══ 課題文 ══
筆者自身、少子化と高齢化が同時に進むことの重大さを味わいました。一人っ子の筆者の父母は、数々の病気を患っていました。また、筆者自身の家族も病気を抱え、在宅で仕事もしていました。そんな中、母が末期がんとなったのです。母の訪問診療(在宅医療)を受け介護をした日々は、一日中、寝る時間もなく、今日が何日、何曜日なのか?今何時なのかさえ分からなくなるほど、朦朧とした日々を送りながら在宅介護をしていました。
2025年問題という言葉をご存知でしょうか?
2025年には団塊の世代は75歳以上の後期高齢者となり2200万人になると言われています。なんと人口の5人に1人が後期高齢者となる計算です。また2070年には高齢者の比率は40%近くになり、また子供や働き手は減り、社会保障制度にも大きな影響を及ぼします。
少子化と高齢化が同時に進む日本では、お金の面でも、介護をする人材の面でも大きな問題を抱えています。高齢者を受け入れる病院や施設も足りなくなり、介護の人材も不足。そのため厚生労働省は、需要の増大に確実に対応していくための提供体制を、都道府県・市町村、関係団体が一体と なって構築してくことが重要と、在宅医療・介護の連携推進を平成23年度より進めてきました。ここ最近、街のあちこちに急激に在宅医療の診療所が増えてきたことに、お気づきの方も多いのではないでしょうか?
これに実際に対応していかなければならない高齢の親を持つ50代は、待ったなしで在宅介護をしなければなりません。筆者も80を過ぎた母が、すい臓がんと分かり、あれよあれよという間に訪問診療(在宅医療)となり、「介護のいろは」が全く分からないうちに、母のおむつ替えも覚え、痰吸引もできるようになり、母の場合には、あれよあれよという間に亡くなりました。
═══
══ 分析用データ ══
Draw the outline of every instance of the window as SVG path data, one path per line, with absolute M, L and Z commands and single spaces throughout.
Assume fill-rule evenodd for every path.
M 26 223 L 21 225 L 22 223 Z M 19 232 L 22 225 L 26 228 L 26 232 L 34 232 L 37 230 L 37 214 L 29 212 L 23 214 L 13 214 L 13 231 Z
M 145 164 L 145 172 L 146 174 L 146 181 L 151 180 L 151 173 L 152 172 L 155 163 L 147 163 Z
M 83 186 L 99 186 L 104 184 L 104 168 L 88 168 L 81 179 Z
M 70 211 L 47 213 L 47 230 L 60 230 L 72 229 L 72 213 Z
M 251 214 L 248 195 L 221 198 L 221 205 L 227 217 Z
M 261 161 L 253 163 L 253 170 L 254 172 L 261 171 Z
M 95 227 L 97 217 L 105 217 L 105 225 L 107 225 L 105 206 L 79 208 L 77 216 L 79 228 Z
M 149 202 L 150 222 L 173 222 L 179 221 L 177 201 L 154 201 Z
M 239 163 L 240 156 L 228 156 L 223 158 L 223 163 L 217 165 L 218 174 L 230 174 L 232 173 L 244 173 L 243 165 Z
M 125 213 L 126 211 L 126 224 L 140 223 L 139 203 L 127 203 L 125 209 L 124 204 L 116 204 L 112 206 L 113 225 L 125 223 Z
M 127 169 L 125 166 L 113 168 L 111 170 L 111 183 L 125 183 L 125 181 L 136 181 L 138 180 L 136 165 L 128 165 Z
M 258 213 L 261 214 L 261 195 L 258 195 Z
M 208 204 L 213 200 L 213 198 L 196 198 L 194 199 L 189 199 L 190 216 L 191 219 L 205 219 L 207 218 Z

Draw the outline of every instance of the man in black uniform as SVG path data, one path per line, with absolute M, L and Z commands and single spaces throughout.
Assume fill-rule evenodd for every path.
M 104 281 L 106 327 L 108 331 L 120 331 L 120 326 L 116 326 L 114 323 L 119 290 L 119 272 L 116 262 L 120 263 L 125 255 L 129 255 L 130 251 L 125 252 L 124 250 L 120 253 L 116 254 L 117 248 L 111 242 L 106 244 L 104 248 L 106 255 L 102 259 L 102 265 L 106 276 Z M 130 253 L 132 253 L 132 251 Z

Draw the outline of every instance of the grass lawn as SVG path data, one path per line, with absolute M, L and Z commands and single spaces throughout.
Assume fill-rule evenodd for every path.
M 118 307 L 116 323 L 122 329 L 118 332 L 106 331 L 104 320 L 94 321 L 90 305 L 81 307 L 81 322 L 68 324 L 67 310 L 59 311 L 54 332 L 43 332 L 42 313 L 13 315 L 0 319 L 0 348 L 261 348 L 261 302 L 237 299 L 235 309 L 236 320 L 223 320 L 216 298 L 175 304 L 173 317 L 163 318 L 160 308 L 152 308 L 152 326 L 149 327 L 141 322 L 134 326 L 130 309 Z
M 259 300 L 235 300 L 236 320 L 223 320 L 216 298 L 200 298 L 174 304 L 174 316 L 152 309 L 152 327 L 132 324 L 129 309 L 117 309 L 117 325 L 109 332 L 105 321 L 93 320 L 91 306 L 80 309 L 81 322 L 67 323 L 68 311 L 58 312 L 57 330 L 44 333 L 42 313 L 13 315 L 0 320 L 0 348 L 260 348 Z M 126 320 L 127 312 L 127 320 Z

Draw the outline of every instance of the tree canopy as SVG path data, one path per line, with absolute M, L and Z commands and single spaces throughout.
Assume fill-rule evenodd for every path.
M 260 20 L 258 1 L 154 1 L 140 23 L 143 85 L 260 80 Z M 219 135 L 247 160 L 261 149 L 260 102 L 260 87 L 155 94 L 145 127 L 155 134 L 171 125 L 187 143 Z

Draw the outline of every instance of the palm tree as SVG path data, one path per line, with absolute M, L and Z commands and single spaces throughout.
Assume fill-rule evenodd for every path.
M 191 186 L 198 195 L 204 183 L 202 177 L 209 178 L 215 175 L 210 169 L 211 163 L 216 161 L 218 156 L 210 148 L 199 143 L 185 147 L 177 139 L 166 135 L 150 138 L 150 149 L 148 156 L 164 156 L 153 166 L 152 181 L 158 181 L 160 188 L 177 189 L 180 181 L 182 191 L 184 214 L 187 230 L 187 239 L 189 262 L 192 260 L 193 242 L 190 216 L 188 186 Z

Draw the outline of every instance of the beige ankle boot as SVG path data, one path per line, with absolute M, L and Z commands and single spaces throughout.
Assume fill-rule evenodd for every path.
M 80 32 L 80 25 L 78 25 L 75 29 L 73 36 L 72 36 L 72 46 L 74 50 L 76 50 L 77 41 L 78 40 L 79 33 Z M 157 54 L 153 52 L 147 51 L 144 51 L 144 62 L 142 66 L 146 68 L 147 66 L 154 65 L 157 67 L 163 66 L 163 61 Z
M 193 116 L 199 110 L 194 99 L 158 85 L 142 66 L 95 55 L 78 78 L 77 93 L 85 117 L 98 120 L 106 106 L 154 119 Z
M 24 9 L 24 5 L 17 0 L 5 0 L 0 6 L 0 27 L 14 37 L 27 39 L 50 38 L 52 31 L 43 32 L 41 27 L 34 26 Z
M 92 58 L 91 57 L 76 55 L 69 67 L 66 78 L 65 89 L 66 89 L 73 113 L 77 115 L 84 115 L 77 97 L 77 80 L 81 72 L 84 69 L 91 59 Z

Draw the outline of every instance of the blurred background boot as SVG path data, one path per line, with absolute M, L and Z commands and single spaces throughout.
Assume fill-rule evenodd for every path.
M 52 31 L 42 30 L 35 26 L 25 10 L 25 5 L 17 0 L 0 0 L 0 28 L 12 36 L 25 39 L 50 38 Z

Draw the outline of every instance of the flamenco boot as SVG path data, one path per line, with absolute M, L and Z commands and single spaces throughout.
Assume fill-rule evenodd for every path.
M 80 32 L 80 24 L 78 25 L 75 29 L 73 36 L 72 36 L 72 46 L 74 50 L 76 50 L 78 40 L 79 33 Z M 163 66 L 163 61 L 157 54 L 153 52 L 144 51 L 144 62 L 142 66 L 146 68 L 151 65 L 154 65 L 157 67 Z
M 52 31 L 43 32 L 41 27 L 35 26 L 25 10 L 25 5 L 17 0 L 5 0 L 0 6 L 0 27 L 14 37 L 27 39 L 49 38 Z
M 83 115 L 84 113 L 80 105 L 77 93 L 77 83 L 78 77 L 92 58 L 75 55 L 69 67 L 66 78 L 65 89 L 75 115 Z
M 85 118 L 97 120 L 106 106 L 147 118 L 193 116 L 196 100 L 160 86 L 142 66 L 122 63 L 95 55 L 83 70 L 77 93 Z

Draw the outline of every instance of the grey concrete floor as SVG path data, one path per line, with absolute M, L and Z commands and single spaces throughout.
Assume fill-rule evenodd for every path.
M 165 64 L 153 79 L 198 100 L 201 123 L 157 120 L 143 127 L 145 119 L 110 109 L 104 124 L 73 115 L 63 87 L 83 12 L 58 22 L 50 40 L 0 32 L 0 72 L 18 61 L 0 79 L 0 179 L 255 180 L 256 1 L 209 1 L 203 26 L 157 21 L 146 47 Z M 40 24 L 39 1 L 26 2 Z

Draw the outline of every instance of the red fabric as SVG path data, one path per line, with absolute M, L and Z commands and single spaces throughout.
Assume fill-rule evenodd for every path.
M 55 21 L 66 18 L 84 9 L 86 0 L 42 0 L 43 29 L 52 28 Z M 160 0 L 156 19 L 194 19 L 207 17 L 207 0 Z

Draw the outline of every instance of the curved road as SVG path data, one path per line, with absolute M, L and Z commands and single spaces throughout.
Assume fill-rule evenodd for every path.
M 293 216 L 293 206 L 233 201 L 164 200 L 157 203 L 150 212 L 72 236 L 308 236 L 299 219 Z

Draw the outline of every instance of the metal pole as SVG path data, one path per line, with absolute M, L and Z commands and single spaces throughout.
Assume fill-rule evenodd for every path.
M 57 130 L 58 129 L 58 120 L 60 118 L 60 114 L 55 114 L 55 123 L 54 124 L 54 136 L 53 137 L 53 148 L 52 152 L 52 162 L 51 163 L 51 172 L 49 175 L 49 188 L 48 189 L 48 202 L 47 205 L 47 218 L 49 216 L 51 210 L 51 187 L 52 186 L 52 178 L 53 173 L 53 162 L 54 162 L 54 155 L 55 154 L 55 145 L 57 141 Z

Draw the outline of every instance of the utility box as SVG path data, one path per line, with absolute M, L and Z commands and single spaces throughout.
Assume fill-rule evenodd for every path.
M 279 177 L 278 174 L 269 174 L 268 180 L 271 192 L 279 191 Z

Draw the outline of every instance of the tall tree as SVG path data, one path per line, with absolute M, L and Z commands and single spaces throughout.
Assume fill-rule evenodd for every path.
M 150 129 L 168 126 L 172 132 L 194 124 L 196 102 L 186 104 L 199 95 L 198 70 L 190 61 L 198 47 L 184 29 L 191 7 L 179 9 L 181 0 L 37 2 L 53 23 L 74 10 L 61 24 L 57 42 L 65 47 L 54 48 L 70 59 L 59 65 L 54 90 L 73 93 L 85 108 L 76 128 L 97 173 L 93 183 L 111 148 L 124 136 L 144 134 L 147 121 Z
═══
**読解応用課題**.
• A. 在宅介護に関する課題文に出てくる年（西暦・和暦）をすべて挙げよ。
• B. 在宅介護に関する課題文の「なんと人口の5人に1人が後期高齢者となる計算です。」を米国式の英語に訳せ。
• C. 在宅介護に関する課題文を、最後の文の後から書き継いでください。

**課題の解答**.
• A. 2025年、2070年、平成23年度

• B. Astonishingly, that works out to one in five people in the population being among the late-stage elderly.

• C.
少し前までは、もう手を尽くすことが出来ない状態になっても、療養病院が受け入れてくれました。しかし今は、療養病院も、ホスピスも、ショートステイも満床で、順番待ちを強いられることが増えてきています。病院に入る事が既に難しくなってきています。
自宅での介護は、ある日突然始まります。他人ごとじゃない時代になりました。
何よりも問題なのは、その高齢者を看る子の数が足りない事です。筆者自身、一人っ子でしたので、有無を言わさず私が母を看る事になりましたが、子が二人いたとしても、遠くに住んでいる兄弟もいるかもしれませんし、いずれにしても昔の様に家族3世代で暮らしている訳でもないので、介護者が足りず介護者が疲弊していく時代がやってきたと思います。少子高齢化の時代、一人っ子をはじめとする介護者が一人である介護は、介護者にとっても被介護者にとっても大きなリスクを伴います。
最近読んだ記事で、とても共感した記事があります。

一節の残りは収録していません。